# Dual citizenship....



## 123me (Apr 28, 2009)

After reading a few of the posts on here, I too am curious about what my daughter and I should expect or could expect at the airport.

My story in brief....I hold Canadian and Dutch passports, having just received my dutch passport, and my daughter and I are moving to England this July. We will be living with my British partner. We are moving over for at least a year, depends on how we all adjust. I am a teacher and have made contacts with a few agencies so I am hoping work will not be a problem for me. Not sure what immigration will ask us...how much money will they expect I have....can someone give me some guidance please.

Thank you


----------



## Bevdeforges (Nov 16, 2007)

Use your Dutch passport to enter Britain, and you may avoid any heavy duty questioning.
Cheers,
Bev


----------



## Joppa (Sep 7, 2009)

Bevdeforges said:


> Use your Dutch passport to enter Britain, and you may avoid any heavy duty questioning.


They are unlikely to question you.


----------



## 123me (Apr 28, 2009)

Bevdeforges said:


> Use your Dutch passport to enter Britain, and you may avoid any heavy duty questioning.
> Cheers,
> Bev


Right, I will use my Dutch passport, but will they not ask why I am coming from Canada. When I go to England I always have a return ticket, this time I won't. Will they not ask us, how long we are staying, they usually do.


----------



## Joppa (Sep 7, 2009)

123me said:


> Right, I will use my Dutch passport, but will they not ask why I am coming from Canada. When I go to England I always have a return ticket, this time I won't. Will they not ask us, how long we are staying, they usually do.


It's totally different for EU citizen. As a Dutch citizen you have the *right* to stay and work in UK as long as you want, whereas a Canadian has to be given leave or *permission* by the Border Agency (Home Office) even to visit UK. There is nothing to question, as they can't prevent you from entering - except if you are on terrorist watch list or something!


----------



## 123me (Apr 28, 2009)

Joppa said:


> It's totally different for EU citizen. As a Dutch citizen you have the *right* to stay and work in UK as long as you want, whereas a Canadian has to be given leave or *permission* by the Border Agency (Home Office) even to visit UK. There is nothing to question, as they can't prevent you from entering - except if you are on terrorist watch list or something!


Okay, great, thanks for the reply, I feel a lot more confident.

Thank you,

Till next time I have a question


----------



## 123me (Apr 28, 2009)

^^^^^^^^

In the forum thread on dual citizenship, which body does Joppa say must grant a Canadian leave or permission even to visit the UK?

[Supplied data]:

^^^^^^^^

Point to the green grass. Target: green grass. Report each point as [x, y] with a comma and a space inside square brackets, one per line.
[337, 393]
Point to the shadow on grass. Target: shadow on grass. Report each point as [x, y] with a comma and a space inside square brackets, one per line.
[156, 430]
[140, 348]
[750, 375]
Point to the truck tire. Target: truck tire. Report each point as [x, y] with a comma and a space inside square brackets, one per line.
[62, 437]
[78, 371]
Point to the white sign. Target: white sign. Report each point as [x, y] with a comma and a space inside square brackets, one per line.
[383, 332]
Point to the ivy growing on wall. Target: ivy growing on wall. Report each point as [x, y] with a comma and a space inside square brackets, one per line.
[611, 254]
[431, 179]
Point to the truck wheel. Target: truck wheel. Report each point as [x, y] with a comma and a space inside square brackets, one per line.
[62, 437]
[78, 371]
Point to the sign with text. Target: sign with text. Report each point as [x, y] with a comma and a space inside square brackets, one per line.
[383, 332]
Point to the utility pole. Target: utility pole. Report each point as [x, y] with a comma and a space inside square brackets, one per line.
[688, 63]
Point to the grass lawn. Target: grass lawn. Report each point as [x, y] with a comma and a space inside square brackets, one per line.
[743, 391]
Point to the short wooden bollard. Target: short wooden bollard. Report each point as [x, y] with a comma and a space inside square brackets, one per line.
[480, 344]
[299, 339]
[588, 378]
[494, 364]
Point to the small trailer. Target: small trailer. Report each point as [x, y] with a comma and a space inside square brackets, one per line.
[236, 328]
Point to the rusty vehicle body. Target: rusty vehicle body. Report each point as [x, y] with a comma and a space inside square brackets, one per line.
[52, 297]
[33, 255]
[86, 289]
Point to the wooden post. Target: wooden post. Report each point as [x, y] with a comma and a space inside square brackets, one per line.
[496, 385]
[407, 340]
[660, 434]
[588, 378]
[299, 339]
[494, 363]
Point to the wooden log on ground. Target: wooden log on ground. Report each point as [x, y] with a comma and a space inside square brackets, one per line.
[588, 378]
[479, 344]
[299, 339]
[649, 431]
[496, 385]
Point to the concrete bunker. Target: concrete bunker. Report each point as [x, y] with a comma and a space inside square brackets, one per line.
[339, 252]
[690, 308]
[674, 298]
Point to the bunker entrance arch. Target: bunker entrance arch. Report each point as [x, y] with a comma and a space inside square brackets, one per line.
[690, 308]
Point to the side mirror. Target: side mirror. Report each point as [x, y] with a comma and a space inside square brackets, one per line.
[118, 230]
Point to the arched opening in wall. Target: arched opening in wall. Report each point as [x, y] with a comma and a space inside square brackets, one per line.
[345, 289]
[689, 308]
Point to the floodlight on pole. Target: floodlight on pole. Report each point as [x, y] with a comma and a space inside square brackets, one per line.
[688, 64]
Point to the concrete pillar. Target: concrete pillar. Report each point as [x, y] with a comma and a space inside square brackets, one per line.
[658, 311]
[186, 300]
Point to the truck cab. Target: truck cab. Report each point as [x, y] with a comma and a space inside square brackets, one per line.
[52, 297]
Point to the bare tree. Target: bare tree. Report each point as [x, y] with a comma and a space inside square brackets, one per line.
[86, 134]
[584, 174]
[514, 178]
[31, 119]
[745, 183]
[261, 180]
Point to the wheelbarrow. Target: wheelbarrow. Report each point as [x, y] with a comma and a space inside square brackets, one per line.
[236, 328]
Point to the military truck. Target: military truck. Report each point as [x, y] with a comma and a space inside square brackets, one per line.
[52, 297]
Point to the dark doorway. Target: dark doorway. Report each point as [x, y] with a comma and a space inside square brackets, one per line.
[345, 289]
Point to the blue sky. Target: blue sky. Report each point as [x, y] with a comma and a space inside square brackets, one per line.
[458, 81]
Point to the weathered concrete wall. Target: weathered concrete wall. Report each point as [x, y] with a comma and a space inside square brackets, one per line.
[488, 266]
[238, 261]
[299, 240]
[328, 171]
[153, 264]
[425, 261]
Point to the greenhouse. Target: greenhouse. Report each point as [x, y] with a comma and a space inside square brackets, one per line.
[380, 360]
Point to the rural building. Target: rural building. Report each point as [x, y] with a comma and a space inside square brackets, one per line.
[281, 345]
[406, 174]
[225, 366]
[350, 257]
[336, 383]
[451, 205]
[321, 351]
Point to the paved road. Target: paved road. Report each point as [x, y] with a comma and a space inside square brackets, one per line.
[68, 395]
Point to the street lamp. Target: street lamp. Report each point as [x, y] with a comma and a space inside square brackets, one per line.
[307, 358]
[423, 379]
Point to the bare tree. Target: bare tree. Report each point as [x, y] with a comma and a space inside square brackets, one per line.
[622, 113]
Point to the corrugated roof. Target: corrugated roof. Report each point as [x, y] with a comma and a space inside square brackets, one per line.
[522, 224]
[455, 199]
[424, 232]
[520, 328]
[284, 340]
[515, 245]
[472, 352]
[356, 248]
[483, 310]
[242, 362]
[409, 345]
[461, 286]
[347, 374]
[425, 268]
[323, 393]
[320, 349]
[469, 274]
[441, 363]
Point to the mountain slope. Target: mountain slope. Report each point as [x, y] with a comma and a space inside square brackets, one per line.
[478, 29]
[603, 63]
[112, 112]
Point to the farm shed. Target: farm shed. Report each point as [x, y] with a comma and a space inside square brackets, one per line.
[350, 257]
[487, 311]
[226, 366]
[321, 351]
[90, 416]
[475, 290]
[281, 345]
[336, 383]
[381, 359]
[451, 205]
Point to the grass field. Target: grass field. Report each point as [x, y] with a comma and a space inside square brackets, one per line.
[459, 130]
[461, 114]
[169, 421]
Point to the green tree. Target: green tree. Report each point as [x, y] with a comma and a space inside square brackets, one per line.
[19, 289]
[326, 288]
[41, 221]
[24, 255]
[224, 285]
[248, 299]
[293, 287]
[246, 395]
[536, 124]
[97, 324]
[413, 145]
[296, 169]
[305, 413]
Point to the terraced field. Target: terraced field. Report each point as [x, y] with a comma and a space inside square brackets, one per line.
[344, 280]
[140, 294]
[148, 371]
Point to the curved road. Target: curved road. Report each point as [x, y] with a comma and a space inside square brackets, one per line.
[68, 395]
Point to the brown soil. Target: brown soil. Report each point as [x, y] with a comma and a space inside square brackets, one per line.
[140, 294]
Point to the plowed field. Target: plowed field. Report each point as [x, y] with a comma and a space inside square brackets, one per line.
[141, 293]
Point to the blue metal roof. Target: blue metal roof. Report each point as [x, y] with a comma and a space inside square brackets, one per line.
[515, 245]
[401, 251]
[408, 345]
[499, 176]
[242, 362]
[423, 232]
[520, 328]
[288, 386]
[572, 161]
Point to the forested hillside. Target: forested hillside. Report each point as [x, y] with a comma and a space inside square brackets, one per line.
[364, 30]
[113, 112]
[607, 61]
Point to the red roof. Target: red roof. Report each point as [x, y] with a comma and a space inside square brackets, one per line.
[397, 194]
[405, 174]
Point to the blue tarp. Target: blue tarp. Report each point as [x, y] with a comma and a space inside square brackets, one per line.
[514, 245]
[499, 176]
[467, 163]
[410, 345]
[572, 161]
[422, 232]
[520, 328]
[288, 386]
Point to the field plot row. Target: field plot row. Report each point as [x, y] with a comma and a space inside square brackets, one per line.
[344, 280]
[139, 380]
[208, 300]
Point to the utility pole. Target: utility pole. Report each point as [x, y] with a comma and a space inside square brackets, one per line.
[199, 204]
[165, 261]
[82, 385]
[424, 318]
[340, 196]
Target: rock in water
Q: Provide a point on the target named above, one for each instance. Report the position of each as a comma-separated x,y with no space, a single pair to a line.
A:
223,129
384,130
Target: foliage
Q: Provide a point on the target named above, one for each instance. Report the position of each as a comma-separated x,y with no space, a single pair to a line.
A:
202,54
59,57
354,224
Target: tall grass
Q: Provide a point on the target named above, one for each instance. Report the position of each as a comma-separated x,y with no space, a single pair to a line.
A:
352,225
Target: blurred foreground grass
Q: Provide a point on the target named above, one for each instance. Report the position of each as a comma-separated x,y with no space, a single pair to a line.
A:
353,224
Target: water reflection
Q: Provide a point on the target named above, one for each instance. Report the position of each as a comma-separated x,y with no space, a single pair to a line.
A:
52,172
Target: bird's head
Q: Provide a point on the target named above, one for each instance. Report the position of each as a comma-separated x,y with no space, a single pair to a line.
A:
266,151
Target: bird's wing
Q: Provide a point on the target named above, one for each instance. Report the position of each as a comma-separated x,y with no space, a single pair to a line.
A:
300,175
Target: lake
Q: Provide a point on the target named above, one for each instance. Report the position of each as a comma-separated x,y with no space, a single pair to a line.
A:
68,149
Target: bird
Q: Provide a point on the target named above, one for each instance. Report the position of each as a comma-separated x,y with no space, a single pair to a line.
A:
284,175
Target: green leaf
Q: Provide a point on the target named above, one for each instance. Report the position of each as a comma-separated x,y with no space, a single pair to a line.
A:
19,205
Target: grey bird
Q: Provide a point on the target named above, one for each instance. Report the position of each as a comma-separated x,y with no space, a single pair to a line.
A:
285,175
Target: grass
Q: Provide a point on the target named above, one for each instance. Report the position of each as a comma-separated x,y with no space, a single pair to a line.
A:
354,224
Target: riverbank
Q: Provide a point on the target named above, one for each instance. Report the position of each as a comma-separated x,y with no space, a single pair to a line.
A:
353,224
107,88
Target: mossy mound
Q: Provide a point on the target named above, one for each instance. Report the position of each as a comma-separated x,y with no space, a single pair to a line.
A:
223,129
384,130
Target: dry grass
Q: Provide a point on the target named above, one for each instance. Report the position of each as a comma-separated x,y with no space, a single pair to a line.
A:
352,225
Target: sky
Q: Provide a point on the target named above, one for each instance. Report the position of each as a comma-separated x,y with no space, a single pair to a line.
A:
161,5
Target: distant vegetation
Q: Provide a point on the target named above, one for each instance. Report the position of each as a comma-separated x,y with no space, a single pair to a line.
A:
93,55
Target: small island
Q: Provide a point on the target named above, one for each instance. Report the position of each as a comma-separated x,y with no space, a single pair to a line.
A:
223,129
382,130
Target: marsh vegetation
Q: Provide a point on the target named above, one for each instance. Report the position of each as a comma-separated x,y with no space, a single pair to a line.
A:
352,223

^^^^^^^^

[Response below]: The Border Agency (Home Office).